*Task details*
I'd like the entries reproduced exactly, with the images omitted.

'''

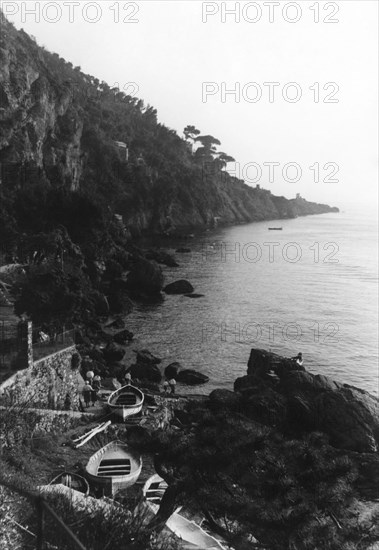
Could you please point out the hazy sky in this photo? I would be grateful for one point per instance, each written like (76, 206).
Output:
(174, 47)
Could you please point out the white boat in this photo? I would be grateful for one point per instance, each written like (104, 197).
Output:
(126, 401)
(115, 466)
(72, 481)
(192, 535)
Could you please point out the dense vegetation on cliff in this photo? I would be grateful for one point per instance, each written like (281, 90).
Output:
(63, 179)
(59, 128)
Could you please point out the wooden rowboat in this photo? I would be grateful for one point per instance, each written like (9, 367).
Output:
(126, 401)
(72, 481)
(192, 535)
(115, 466)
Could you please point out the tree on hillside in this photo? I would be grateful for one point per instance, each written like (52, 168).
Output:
(190, 132)
(250, 481)
(208, 150)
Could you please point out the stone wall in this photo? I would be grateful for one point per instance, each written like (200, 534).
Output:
(51, 383)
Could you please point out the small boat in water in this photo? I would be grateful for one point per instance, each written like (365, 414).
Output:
(115, 466)
(192, 535)
(72, 481)
(126, 401)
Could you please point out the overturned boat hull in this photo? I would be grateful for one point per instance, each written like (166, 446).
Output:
(126, 402)
(114, 467)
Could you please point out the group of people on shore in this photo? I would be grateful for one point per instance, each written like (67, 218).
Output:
(91, 388)
(167, 384)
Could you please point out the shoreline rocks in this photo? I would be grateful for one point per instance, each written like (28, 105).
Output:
(179, 287)
(283, 393)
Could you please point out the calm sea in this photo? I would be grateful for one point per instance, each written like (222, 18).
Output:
(311, 287)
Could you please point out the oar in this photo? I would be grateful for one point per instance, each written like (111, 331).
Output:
(94, 432)
(87, 433)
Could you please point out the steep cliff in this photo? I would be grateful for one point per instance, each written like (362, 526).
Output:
(59, 127)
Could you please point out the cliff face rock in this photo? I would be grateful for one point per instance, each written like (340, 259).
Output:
(60, 126)
(39, 123)
(280, 393)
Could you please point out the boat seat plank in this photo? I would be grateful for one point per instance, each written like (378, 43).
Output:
(115, 461)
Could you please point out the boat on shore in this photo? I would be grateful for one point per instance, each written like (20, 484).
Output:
(126, 401)
(72, 481)
(115, 466)
(192, 535)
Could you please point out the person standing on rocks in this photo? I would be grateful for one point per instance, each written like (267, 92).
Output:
(89, 375)
(298, 359)
(87, 391)
(96, 384)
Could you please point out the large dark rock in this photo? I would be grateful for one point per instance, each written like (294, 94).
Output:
(161, 257)
(307, 402)
(171, 371)
(117, 323)
(351, 418)
(191, 377)
(224, 399)
(146, 371)
(113, 353)
(123, 337)
(118, 297)
(296, 381)
(100, 303)
(145, 277)
(145, 357)
(179, 287)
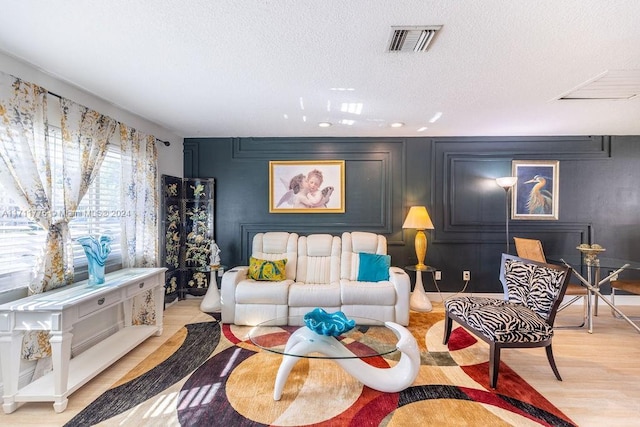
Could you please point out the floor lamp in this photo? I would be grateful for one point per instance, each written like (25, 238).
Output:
(418, 219)
(507, 182)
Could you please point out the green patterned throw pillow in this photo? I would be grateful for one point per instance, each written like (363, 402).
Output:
(262, 269)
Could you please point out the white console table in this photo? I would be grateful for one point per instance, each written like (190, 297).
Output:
(58, 311)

'''

*Exercise answer*
Could you please point out the hazy sky in this photo? I would be grateful for one point per instance, each written like (76, 206).
Output:
(174, 47)
Could you please point out the white boat in this photo? I would be grateful for one point per instance, each written like (104, 197).
Output:
(126, 401)
(115, 466)
(72, 481)
(192, 535)
Could you please point out the dense vegetation on cliff in this photo? I would be grateful for one point per instance, each written like (281, 90).
Output:
(63, 179)
(59, 128)
Could you please point out the wooden rowboat in this photo? I would be grateful for one point per instance, each written like (9, 367).
Output:
(126, 401)
(72, 481)
(192, 535)
(115, 466)
Could you please point out the tree on hillside in this photo? I would be grateful for one point per instance, each written like (52, 168).
Output:
(190, 132)
(250, 481)
(208, 150)
Could you please point out the stone wall in this photo? I would be grateful for one point per instance, each written like (200, 534).
Output:
(51, 383)
Could you please point out the small boat in water in this photo? I would be grateful for one point per instance, each written like (365, 414).
Output:
(115, 466)
(192, 535)
(72, 481)
(126, 401)
Could you please point out the overturned boat hull in this photo? I would be grateful for one point per instance, each written like (166, 446).
Output:
(126, 402)
(114, 467)
Could you please point out the group of people on shore in this photo? I would be grateful for one point per instance, each written like (67, 218).
Output:
(91, 388)
(167, 384)
Could you please point out the shoreline rocks in this photo? I would be grateful for one point per instance, each written like (28, 105).
Output:
(179, 287)
(283, 393)
Could you please point out the calm sea in this photo? I would be grateful for one point per instance, each written like (222, 18).
Output:
(311, 287)
Could you please point out the oar in this photo? I would be grateful for one point per instance, each written like (111, 331).
Output:
(94, 432)
(87, 433)
Could you please point out the steep cliff in this photo? I would be grateful for one point per instance, each written like (362, 526).
Output:
(59, 127)
Could you please point out the cliff face rock in this photo? I would be grateful for one point per instance, each written like (340, 259).
Output:
(60, 126)
(39, 123)
(280, 393)
Could you please point out the boat seat plank in this photo? I would be grateful for one point per instance, each written like (378, 43).
Output:
(115, 461)
Could you please point out the boat on shore in this photo? I would be grateful for one point per instance, each written like (20, 484).
Output:
(126, 401)
(72, 481)
(115, 466)
(192, 535)
Could you please point out the person standing on rocks in this photo? I would be grateful for one point per instance, each written like (267, 92).
Output:
(89, 375)
(298, 359)
(87, 391)
(96, 384)
Could you please point out the large dark rock in this photo? I would be grateful for one point per instance, each written like (294, 94).
Output:
(161, 257)
(307, 402)
(171, 371)
(117, 323)
(351, 418)
(191, 377)
(224, 399)
(146, 371)
(113, 353)
(123, 337)
(118, 297)
(296, 381)
(100, 303)
(145, 277)
(145, 357)
(179, 287)
Could you please point out the floor lamp in this photo? I would be grateful for one point per instance, each written like (25, 238).
Output:
(418, 219)
(507, 182)
Could you please point out the green patterned throw pillow in this photo? I would be grateful for one point per instance, each written like (363, 402).
Output:
(262, 269)
Could you please point out the white console table in this photo? I would be grateful for one point per instance, each written like (190, 297).
Output:
(58, 311)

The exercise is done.